- Perguntas do material -
1: Segundo o trecho sobre o trabalho das mulheres, que porcentagem das famílias as mulheres já chefiam sozinhas?
2: Transcreva sem alterações o trecho sobre o trabalho das mulheres desde "No lar, dupla" até "cuidar dos filhos.", com essas palavras incluídas.

- Trecho de origem -
====

No entanto, as mulheres hoje já são mais da metade da mão de obra em quase todos os países do mundo. Ocupam um papel cada vez mais importante na economia, sobretudo no campo, e mesmo com a desigualdade salarial e os empregos precários, as mulheres já chefiam, sozinhas, 30 por cento das famílias.

No lar, dupla jornada, violência doméstica e destruição da família
Neste ano de 2008, as mulheres trabalhadoras e pobres continuam carregando nas costas aquele que é um dos mais graves fatores de sua opressão: as tarefas domésticas. Milhões de mulheres no mundo inteiro deixam grande parte de sua vida no fogão, na pia, no tanque, trabalhos que a embrutecem, que deterioram sua saúde e sua auto-estima, e pelo qual nada recebem em troca. A sociedade patriarcal, que se considera tão moderna e avançada, continua alimentando a ideologia nefasta de que o “lar é domínio da mulher”, e a ela cabe fazer a comida, lavar os pratos, passar a roupa, cuidar dos filhos.

====

- Dados fornecidos -
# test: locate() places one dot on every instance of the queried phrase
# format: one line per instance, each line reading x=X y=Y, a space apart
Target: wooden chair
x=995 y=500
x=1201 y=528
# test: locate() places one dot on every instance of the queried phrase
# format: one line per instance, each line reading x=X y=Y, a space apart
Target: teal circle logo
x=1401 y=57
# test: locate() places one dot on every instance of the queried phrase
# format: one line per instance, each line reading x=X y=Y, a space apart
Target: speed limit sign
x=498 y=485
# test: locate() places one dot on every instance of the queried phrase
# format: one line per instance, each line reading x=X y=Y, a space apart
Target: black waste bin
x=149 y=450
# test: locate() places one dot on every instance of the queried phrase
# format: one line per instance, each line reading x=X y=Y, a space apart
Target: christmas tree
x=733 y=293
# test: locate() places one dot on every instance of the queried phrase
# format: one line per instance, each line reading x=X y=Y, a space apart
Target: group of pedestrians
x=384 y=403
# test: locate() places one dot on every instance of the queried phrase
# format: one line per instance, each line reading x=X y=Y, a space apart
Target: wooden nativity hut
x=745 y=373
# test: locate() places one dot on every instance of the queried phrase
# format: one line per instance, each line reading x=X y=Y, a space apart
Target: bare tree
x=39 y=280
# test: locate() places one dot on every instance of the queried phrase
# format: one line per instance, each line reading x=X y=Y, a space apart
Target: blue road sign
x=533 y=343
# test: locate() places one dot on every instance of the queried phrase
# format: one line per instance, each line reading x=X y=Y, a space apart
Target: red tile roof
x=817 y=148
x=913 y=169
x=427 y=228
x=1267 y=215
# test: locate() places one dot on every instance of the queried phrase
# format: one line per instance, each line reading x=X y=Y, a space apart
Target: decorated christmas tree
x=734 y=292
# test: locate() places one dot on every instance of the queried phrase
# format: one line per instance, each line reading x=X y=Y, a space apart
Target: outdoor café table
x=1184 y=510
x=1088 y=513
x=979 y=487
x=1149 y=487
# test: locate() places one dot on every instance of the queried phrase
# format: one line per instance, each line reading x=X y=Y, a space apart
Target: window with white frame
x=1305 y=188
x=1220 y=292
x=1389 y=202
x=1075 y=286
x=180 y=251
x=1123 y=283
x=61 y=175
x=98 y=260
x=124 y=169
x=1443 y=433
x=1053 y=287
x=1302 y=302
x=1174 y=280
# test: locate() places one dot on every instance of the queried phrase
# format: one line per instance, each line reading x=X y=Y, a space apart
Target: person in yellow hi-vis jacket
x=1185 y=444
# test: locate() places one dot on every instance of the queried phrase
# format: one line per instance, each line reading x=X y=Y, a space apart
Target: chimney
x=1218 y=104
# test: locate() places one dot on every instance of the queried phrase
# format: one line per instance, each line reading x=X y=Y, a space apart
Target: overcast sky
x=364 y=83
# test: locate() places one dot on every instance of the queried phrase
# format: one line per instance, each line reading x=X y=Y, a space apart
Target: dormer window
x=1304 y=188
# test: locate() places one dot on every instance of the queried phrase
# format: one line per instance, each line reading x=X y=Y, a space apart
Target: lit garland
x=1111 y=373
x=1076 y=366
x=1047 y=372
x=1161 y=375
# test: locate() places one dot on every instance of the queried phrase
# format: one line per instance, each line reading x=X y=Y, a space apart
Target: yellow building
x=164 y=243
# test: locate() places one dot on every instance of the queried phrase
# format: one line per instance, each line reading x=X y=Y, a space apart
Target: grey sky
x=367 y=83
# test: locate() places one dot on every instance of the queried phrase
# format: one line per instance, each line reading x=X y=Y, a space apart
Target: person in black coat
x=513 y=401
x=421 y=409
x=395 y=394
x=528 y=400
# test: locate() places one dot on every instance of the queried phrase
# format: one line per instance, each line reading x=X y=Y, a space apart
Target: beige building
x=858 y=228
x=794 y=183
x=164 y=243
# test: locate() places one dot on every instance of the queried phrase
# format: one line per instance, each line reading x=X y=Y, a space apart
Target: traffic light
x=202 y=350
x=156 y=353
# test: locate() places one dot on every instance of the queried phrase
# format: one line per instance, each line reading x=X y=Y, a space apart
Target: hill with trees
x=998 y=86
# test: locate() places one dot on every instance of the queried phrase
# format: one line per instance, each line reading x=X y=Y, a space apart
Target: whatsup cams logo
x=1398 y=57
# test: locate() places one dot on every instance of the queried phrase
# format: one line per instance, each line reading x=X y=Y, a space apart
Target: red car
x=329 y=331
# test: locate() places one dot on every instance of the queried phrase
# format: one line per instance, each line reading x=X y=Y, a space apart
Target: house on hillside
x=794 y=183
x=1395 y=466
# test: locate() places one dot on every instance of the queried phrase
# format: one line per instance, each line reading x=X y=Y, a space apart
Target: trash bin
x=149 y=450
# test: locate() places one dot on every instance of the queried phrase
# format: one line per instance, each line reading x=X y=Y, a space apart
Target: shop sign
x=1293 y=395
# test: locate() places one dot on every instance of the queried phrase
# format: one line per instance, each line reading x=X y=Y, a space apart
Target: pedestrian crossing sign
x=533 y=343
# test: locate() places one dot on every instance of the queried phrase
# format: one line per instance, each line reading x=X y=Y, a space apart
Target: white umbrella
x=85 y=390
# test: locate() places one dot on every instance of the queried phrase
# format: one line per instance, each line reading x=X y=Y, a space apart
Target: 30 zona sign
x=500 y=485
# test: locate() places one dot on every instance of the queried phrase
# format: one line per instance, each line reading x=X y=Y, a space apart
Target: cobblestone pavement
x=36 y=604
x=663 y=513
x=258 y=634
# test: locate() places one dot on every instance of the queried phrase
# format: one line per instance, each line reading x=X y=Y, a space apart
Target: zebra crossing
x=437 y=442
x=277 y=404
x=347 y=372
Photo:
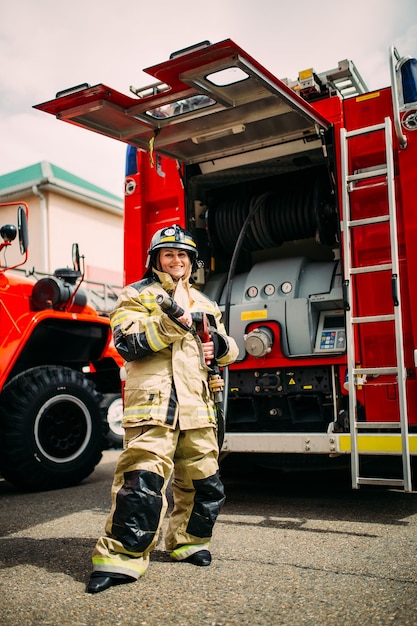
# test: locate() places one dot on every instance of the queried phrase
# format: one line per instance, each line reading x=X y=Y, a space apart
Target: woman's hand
x=208 y=351
x=186 y=319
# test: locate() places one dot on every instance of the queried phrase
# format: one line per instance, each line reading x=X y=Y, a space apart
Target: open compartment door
x=209 y=103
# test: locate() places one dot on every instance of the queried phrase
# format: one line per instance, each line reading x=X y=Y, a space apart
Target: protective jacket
x=167 y=379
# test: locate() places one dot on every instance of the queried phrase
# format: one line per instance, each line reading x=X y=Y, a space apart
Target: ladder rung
x=371 y=268
x=373 y=318
x=368 y=220
x=381 y=371
x=375 y=173
x=365 y=131
x=392 y=482
x=377 y=425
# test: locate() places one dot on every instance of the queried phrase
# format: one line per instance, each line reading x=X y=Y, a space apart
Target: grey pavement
x=291 y=550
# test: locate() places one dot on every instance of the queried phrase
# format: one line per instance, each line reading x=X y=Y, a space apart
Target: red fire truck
x=301 y=196
x=59 y=372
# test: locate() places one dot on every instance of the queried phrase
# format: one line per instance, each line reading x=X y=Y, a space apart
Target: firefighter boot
x=201 y=558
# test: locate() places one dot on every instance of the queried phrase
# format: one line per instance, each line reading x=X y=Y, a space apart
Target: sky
x=50 y=45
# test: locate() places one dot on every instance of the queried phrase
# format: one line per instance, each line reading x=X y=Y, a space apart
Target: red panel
x=157 y=200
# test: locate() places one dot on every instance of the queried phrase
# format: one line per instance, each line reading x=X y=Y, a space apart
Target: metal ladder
x=350 y=180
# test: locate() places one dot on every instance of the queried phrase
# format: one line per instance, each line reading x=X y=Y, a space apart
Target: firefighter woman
x=169 y=418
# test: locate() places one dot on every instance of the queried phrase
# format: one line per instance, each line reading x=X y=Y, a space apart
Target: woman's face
x=174 y=262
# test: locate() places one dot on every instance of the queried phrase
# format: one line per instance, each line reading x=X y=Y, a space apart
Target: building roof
x=50 y=177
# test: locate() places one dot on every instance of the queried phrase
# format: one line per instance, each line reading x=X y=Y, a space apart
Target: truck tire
x=113 y=408
x=51 y=428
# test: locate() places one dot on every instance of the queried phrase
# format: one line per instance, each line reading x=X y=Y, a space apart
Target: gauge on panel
x=269 y=289
x=252 y=292
x=286 y=287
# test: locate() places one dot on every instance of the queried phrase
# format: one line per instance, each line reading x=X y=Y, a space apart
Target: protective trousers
x=139 y=502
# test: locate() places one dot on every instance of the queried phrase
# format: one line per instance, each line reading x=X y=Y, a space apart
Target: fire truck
x=58 y=370
x=301 y=197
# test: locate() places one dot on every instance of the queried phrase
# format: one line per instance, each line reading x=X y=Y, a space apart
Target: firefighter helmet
x=172 y=237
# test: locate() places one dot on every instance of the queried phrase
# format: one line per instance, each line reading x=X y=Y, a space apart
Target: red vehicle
x=56 y=364
x=301 y=197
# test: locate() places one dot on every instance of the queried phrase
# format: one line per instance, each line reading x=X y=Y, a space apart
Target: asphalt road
x=290 y=551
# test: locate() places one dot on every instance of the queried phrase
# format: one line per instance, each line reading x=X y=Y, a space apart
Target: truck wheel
x=113 y=409
x=51 y=428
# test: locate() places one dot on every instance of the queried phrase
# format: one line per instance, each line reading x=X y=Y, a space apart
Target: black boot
x=100 y=581
x=201 y=558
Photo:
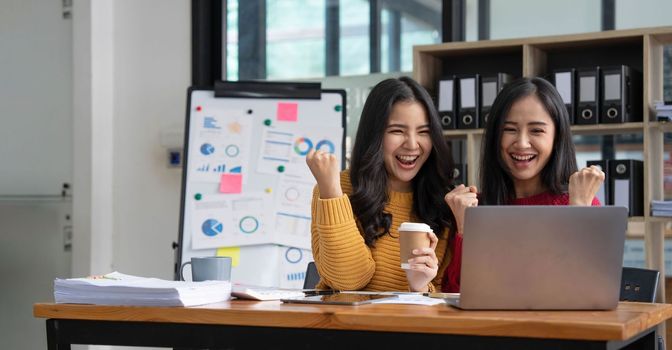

====

- Respostas esperadas -
1: 30 por cento.

2:
No lar, dupla jornada, violência doméstica e destruição da família
Neste ano de 2008, as mulheres trabalhadoras e pobres continuam carregando nas costas aquele que é um dos mais graves fatores de sua opressão: as tarefas domésticas. Milhões de mulheres no mundo inteiro deixam grande parte de sua vida no fogão, na pia, no tanque, trabalhos que a embrutecem, que deterioram sua saúde e sua auto-estima, e pelo qual nada recebem em troca. A sociedade patriarcal, que se considera tão moderna e avançada, continua alimentando a ideologia nefasta de que o “lar é domínio da mulher”, e a ela cabe fazer a comida, lavar os pratos, passar a roupa, cuidar dos filhos.